» ÉNONCÉ
Recopiez le texte sur les ARN interférents à partir des mots « De notre correspondante » jusqu'aux mots « provoquer sa destruction. » inclus. Remplacez-y « ARNi » par « ARN interférents ».

» TEXTE FOURNI

-------------------------

De notre correspondante
à New York
« Notre prochain objectif est de chercher à exprimer des ARNi par des vecteurs viraux qui pourraient être utilisés dans des essais cliniques », confie au « Quotidien » le Dr Mark Kay, de la Stanford University School of Medicine, en Californie, qui a dirigé les travaux. « Des essais cliniques pourraient débuter dans deux ou trois ans environ. Nous sommes d'un optimisme prudent. Les ARNi sont plus efficaces que les autres molécules que nous avons testées, parmi lesquelles les ribozymes et les DNAses. »
Les ARN interférents, découverts pour la première fois chez le ver C. elegans en 1998, sont des petits ARN double brin capables de se fixer à un ARN messager de séquence homologue et de provoquer sa destruction.
La protection contre les virus
A l'origine, les ARNi devaient jouer un rôle dans la protection contre les virus : en se fixant aux ARN viraux, ils permettaient leur destruction. Mais ce rôle a disparu chez l'homme. Les ARNi interviennent encore dans la régulation de l'expression de certains gènes.
Ces petites molécules soulèvent un grand intérêt. En théorie, des ARNi synthétiques pourraient être introduits dans les cellules afin d'inactiver l'expression du ou des gènes causant certaines pathologies. Ils pourraient offrir, par exemple, une nouvelle approche antivirale.
Plusieurs équipes ont montré que la réplication virale peut être inhibée en culture en utilisant des ARNi synthétiques ciblant certains gènes viraux. Mais cela n'avait pas encore été mis en évidence, in vivo, chez le mammifère.
Une équipe américaine, Mc Caffrey, Kay et coll., montre qu'il est possible d'inhiber la réplication virale avec des ARNi dans un modèle de réplication du virus de l'hépatite B (VHB), chez la souris. Dans ce modèle, la souris est transfectée avec des plasmides contenant le génome du VHB.

-------------------------

» DONNÉES AFFICHÉES
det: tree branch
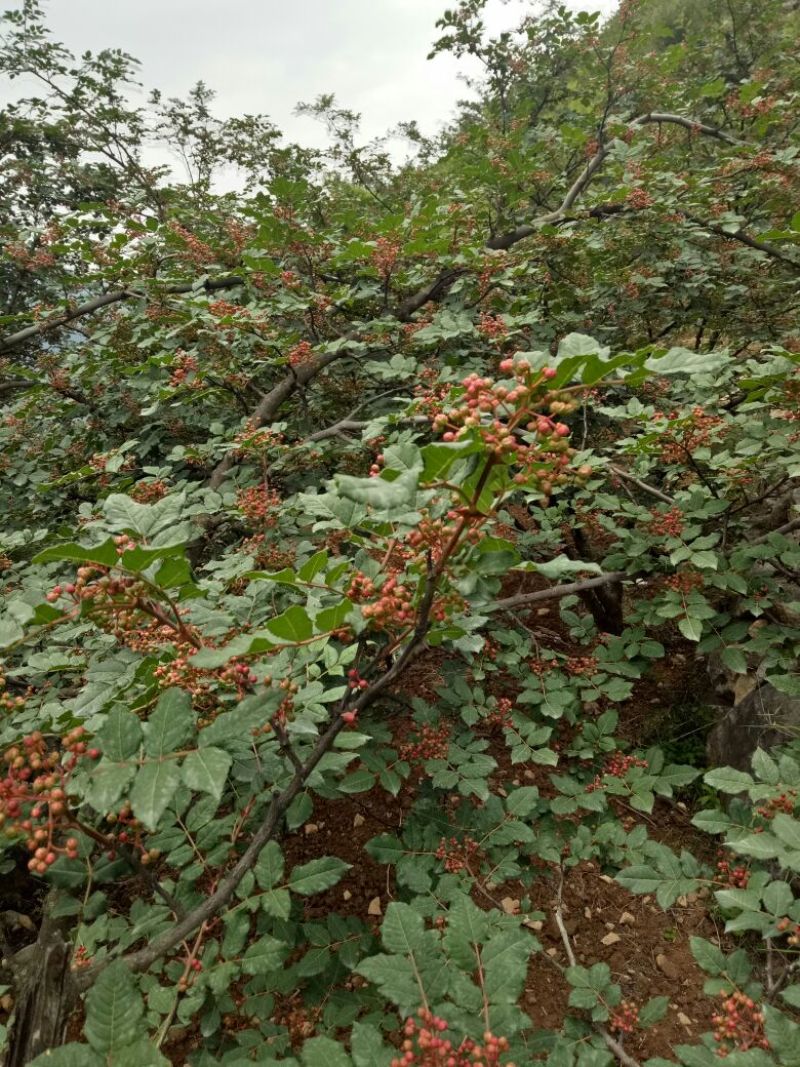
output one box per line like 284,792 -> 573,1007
0,276 -> 244,352
492,571 -> 630,611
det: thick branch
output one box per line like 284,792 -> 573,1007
0,276 -> 244,352
492,571 -> 630,611
76,618 -> 427,990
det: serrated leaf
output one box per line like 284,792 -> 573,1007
253,841 -> 284,889
266,604 -> 314,641
770,812 -> 800,849
33,538 -> 119,567
302,1037 -> 353,1067
720,644 -> 748,674
181,748 -> 233,800
703,767 -> 754,793
286,856 -> 351,896
97,707 -> 142,762
381,901 -> 425,956
83,960 -> 144,1054
241,935 -> 289,974
677,615 -> 703,641
130,760 -> 180,830
144,688 -> 195,758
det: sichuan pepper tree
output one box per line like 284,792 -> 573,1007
0,0 -> 800,1067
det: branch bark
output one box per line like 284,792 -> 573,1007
0,276 -> 244,353
492,571 -> 630,611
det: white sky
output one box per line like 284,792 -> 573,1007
34,0 -> 617,154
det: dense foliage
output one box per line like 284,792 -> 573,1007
0,0 -> 800,1067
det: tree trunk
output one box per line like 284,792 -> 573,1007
3,898 -> 78,1067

-------------------------

» RÉSULTAT ATTENDU
De notre correspondante
à New York
« Notre prochain objectif est de chercher à exprimer des ARN interférents par des vecteurs viraux qui pourraient être utilisés dans des essais cliniques », confie au « Quotidien » le Dr Mark Kay, de la Stanford University School of Medicine, en Californie, qui a dirigé les travaux. « Des essais cliniques pourraient débuter dans deux ou trois ans environ. Nous sommes d'un optimisme prudent. Les ARN interférents sont plus efficaces que les autres molécules que nous avons testées, parmi lesquelles les ribozymes et les DNAses. »
Les ARN interférents, découverts pour la première fois chez le ver C. elegans en 1998, sont des petits ARN double brin capables de se fixer à un ARN messager de séquence homologue et de provoquer sa destruction.